** START Reading passage **

Private Class Methods

check_for_facebook_redirection(uri_str, limit = 5) click to toggle source
# File lib/url_scrubber.rb, line 438
def self.check_for_facebook_redirection(uri_str, limit = 5)
  #puts "check_for_facebook_redirection called! uri=#{uri_str}, limit=#{limit.to_s}"
  # finds any redirects   intended for facebook URLs only!!!!
  login_patterns = [
    # pages that require user logins
    %r{^.*/login[^/]*$}
  ]

  failure_patterns = [
    # pages that give 200 codes but actually indicate a not found
    %r{linkedin\.com/home\?report%2Efailure}i
  ]

  raise 'Too many HTTP redirects' if limit == 0

  uri_str_new = uri_str.sub('http://', 'https://')

** END Reading passage **
** START Supplied information **

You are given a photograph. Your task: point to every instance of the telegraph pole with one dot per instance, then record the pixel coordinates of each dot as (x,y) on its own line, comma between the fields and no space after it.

** END Supplied information **

What is expected ::
Answer these questions about the code listing:
1. In which file, and at which line, is the method defined?
2. What error message is raised when the limit equals zero?
3. What does the method substitute for "http://" in the URI string?
Answer from the code listing alone.

Task solution ::
1. In lib/url_scrubber.rb, at line 438.
2. "Too many HTTP redirects"
3. "https://"